▶ THE PROBLEM
From the first record below to the last, retype each one exactly.

========

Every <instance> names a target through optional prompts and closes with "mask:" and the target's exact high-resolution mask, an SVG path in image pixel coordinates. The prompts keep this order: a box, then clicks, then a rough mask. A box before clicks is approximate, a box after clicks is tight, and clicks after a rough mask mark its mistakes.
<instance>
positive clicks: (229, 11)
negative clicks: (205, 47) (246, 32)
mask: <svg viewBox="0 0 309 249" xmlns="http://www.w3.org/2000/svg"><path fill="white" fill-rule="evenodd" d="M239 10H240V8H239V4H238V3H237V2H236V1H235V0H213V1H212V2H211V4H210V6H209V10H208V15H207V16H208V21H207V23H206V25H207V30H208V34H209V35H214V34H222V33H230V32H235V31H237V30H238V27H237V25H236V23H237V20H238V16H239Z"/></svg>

========

▶ EXERCISE ANSWER
Every <instance> names a target through optional prompts and closes with "mask:" and the target's exact high-resolution mask, an SVG path in image pixel coordinates. The prompts keep this order: a box, then clicks, then a rough mask. A box before clicks is approximate, a box after clicks is tight, and clicks after a rough mask mark its mistakes.
<instance>
positive clicks: (229, 11)
negative clicks: (205, 47) (246, 32)
mask: <svg viewBox="0 0 309 249" xmlns="http://www.w3.org/2000/svg"><path fill="white" fill-rule="evenodd" d="M239 10H240V8H239V4H238V3H237V2H236V1H235V0H213V1H212V2H211V4H210V6H209V10H208V15H207V16H208V21H207V23H206V25H207V30H208V34H209V35H214V34H222V33H230V32H235V31H237V30H238V27H237V25H236V23H237V20H238V16H239Z"/></svg>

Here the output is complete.